Excerpted passage:

Why You Should Think Twice Before Cleaning Your Ears

If you regularly reach for cotton swabs to give your ears a good clean, you should need to stop what you're doing right now because to according to experts, there's absolutely no need. Yep, you're completely wasting your time. Worse still, you may be doing more harm than good. As Dr. Kris Jatana, M.D., told MedicineNet, "The two biggest misconceptions I hear as an otolaryngologist are that the ear canals need to be cleaned in the home setting, and that cotton tip applicators should be used to clean them — both of those are incorrect." 

First of all, "The ear canals are usually self-cleaning," said Dr. Jatana. And according to Robert H. Shmerling, M.D. of Harvard Health Publishing, ear wax (medically referred to as "cerumen") is totally healthy. In fact, it actually works to protect your ears from dirt and dust while keeping the inside of your ear moisturized. And, let's be honest, after learning that, it deserves far more love than it gets.

Cleaning your ears with cotton swabs can do more harm than good

Secondly, putting cotton swabs in your ears is risky business. "Using cotton tip applicators to clean the ear canal not only pushes wax closer to the ear drum, but there is a significant risk of causing minor to severe injury to the ear," Jatana warned. According to ear specialist Dr. Yu-Tung Wong, doing so may bring on punctured eardrums and hearing loss. "In severe cases, the cotton swab can damage many sensitive structures behind the ear canal and cause complete deafness, prolonged vertigo with nausea and vomiting, loss of taste function, and even facial paralysis," he told Cedars-Sinai.

Basically, nothing should be purposefully inserted into your ear at all. "A good rule of thumb for most people is that they shouldn't put anything smaller than their elbow in their ear," Richard Harvey, professor of rhinology at the University of New South Wales and Macquarie University, advised Coach. In other words, leave your ear to clean itself!

Directions for this task: List every expert the ear-cleaning article names. The material after this point is separate from the ear-cleaning article.

Records provided:
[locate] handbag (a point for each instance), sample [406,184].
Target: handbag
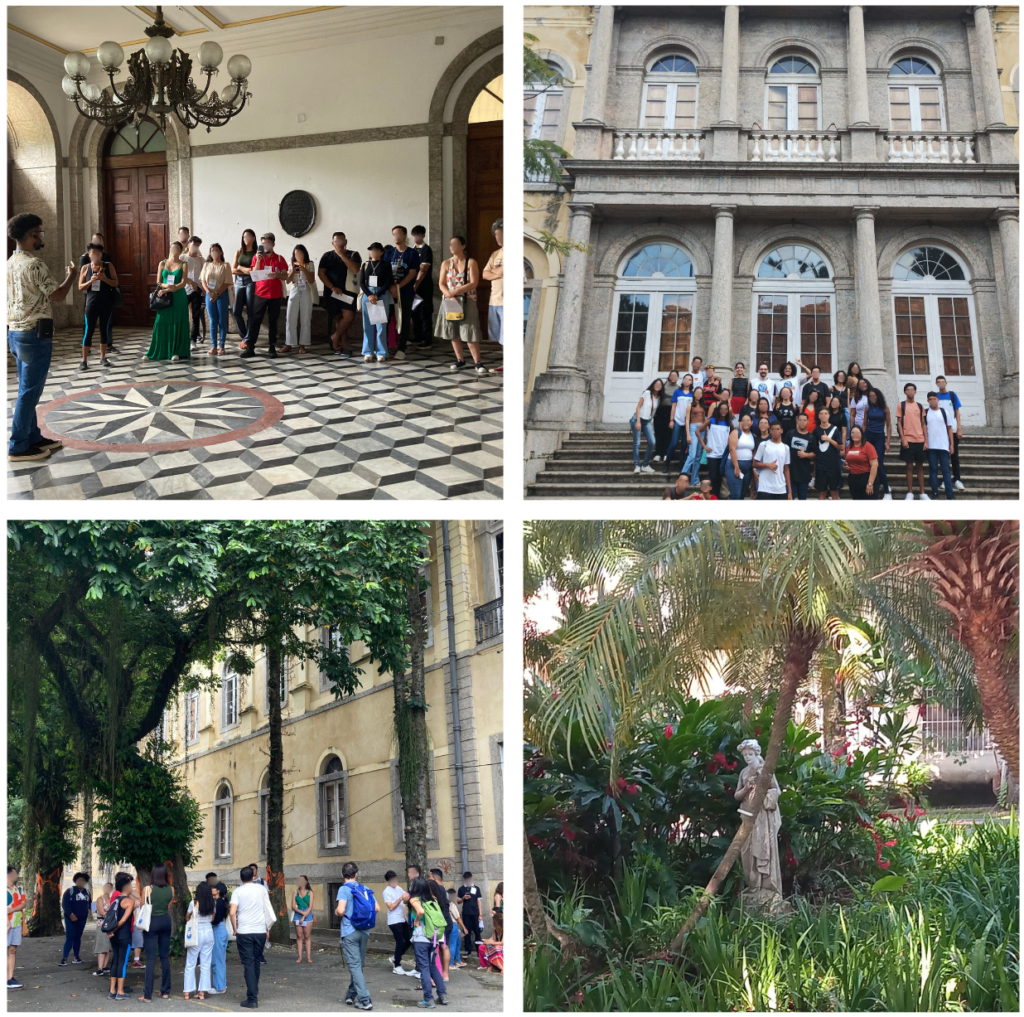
[144,913]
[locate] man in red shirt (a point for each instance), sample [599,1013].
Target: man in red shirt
[269,294]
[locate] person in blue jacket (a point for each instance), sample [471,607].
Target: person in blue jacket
[77,907]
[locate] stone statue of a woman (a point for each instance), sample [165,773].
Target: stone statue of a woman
[760,852]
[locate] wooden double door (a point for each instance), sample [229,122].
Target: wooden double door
[137,234]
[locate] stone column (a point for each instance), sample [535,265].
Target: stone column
[989,72]
[720,320]
[728,101]
[596,95]
[868,306]
[856,71]
[1010,242]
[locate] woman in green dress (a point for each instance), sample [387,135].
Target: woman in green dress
[170,331]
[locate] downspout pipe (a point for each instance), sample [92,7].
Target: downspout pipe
[454,679]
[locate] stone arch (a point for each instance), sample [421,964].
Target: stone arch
[973,256]
[38,183]
[673,42]
[915,44]
[456,126]
[752,254]
[653,231]
[794,44]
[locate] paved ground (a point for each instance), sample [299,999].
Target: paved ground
[311,426]
[285,986]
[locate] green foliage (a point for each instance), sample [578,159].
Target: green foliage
[945,940]
[150,818]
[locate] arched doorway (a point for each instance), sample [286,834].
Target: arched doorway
[136,230]
[484,165]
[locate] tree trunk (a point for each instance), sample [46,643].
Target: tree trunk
[801,644]
[275,800]
[86,862]
[411,729]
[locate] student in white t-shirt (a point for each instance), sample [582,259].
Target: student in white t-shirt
[396,902]
[772,466]
[938,442]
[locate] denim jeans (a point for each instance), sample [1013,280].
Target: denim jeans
[693,460]
[940,458]
[647,429]
[353,947]
[738,485]
[33,361]
[426,964]
[217,309]
[370,332]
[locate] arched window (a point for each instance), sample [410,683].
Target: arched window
[934,326]
[222,821]
[793,99]
[794,313]
[670,93]
[652,324]
[915,96]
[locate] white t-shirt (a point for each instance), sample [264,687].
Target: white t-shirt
[773,481]
[398,916]
[251,917]
[938,436]
[765,387]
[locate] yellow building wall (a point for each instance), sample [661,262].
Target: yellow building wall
[563,35]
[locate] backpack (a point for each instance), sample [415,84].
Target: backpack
[364,907]
[433,919]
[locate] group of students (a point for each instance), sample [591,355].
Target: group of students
[394,287]
[776,438]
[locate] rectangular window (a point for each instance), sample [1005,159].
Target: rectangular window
[954,328]
[677,323]
[911,336]
[815,332]
[773,335]
[631,332]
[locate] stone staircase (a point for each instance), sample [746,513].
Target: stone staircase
[599,464]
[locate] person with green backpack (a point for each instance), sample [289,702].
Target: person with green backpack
[428,932]
[357,908]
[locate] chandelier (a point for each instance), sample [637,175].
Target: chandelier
[159,83]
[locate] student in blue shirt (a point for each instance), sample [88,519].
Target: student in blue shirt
[949,401]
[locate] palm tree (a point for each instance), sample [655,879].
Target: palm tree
[701,596]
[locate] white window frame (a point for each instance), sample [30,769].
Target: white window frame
[192,701]
[229,700]
[792,81]
[671,79]
[223,808]
[913,83]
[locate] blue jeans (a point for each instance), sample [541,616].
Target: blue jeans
[218,965]
[937,458]
[33,359]
[368,334]
[738,485]
[217,309]
[647,429]
[693,460]
[426,964]
[353,947]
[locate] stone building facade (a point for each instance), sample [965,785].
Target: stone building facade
[835,183]
[341,781]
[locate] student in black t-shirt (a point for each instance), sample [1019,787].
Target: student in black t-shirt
[339,271]
[802,449]
[423,316]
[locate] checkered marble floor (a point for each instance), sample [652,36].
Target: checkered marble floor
[218,427]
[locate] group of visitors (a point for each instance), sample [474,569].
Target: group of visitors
[392,288]
[779,437]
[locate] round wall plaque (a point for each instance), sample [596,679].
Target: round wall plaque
[297,213]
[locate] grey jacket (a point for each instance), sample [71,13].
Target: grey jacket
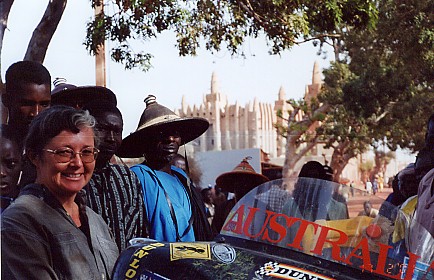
[40,241]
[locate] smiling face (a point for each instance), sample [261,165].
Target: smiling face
[64,180]
[10,167]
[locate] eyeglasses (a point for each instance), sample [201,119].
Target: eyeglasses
[64,155]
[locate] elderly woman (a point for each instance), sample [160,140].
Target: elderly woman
[48,233]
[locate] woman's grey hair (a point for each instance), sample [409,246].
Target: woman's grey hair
[51,122]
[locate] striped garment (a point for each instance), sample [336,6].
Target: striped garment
[115,193]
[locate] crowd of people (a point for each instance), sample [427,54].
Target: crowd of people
[68,208]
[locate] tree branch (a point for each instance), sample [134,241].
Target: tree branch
[38,45]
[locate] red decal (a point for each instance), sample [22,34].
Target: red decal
[281,230]
[411,265]
[300,233]
[363,246]
[250,218]
[381,262]
[235,223]
[322,239]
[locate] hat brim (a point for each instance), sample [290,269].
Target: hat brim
[86,93]
[135,144]
[237,179]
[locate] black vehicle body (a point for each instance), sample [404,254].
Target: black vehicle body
[264,238]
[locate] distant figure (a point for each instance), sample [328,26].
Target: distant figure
[310,202]
[368,186]
[28,86]
[114,191]
[210,207]
[240,181]
[352,188]
[77,96]
[175,210]
[10,166]
[375,186]
[368,210]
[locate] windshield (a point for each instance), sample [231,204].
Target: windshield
[319,218]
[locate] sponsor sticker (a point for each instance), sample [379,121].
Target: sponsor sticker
[421,271]
[189,251]
[224,253]
[284,271]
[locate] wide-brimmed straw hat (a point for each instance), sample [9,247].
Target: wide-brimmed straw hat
[242,175]
[68,94]
[157,119]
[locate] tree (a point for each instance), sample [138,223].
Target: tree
[214,23]
[382,87]
[394,66]
[42,34]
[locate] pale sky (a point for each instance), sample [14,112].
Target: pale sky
[260,75]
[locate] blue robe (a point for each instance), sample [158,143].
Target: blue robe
[157,207]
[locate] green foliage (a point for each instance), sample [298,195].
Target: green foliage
[366,166]
[220,23]
[387,83]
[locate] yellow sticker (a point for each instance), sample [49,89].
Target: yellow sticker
[189,251]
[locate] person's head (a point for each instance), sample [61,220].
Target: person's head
[28,86]
[61,144]
[160,133]
[424,162]
[10,162]
[108,128]
[242,179]
[314,169]
[367,206]
[77,96]
[408,183]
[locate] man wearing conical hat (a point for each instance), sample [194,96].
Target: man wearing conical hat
[240,181]
[175,210]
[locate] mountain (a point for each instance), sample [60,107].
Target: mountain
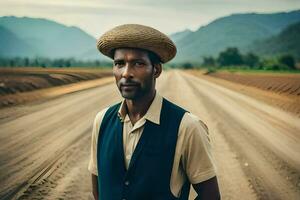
[179,35]
[11,44]
[45,38]
[237,30]
[286,42]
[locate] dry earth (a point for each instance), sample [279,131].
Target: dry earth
[14,82]
[44,146]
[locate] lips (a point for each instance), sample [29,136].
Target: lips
[129,85]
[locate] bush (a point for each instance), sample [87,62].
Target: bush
[231,56]
[272,64]
[288,60]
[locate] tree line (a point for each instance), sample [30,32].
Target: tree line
[231,57]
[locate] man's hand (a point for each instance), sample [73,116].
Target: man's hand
[207,190]
[95,186]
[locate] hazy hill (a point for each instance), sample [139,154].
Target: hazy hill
[11,44]
[238,30]
[47,38]
[179,35]
[287,42]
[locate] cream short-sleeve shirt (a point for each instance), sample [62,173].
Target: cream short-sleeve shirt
[193,159]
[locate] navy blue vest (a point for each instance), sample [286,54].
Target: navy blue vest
[149,173]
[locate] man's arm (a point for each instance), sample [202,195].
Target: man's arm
[207,190]
[95,186]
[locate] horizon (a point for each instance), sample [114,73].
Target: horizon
[86,14]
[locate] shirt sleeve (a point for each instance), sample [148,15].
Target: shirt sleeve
[92,167]
[197,158]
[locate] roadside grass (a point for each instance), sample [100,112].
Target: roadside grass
[249,71]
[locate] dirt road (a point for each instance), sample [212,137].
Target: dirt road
[44,147]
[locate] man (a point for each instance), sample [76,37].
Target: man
[147,147]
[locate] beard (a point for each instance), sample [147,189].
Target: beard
[133,90]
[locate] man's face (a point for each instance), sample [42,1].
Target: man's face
[135,75]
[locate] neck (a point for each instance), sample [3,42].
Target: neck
[137,108]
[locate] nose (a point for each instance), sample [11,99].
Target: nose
[127,71]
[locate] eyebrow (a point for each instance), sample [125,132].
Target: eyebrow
[132,60]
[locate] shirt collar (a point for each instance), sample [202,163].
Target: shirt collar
[152,114]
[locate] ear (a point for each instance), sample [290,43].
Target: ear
[157,70]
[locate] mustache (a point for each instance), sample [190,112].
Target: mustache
[123,82]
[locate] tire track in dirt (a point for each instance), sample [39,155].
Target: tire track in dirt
[271,176]
[54,131]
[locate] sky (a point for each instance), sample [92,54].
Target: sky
[169,16]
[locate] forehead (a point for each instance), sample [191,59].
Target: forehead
[130,53]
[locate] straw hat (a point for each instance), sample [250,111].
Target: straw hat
[137,36]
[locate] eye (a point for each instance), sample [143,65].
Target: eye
[118,64]
[139,63]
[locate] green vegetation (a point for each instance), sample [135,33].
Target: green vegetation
[232,58]
[46,63]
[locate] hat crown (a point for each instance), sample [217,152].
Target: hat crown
[137,36]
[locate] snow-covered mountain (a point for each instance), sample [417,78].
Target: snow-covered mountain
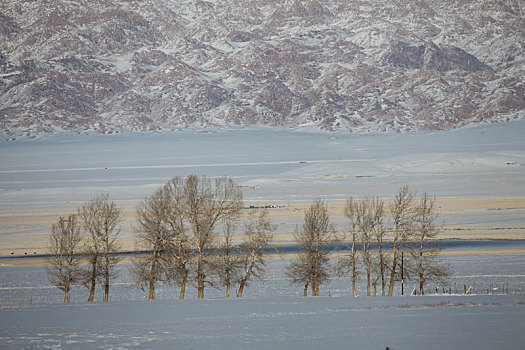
[380,65]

Finished exercise:
Dr. Kris Jatana, M.D.
Robert H. Shmerling, M.D.
Dr. Yu-Tung Wong
Richard Harvey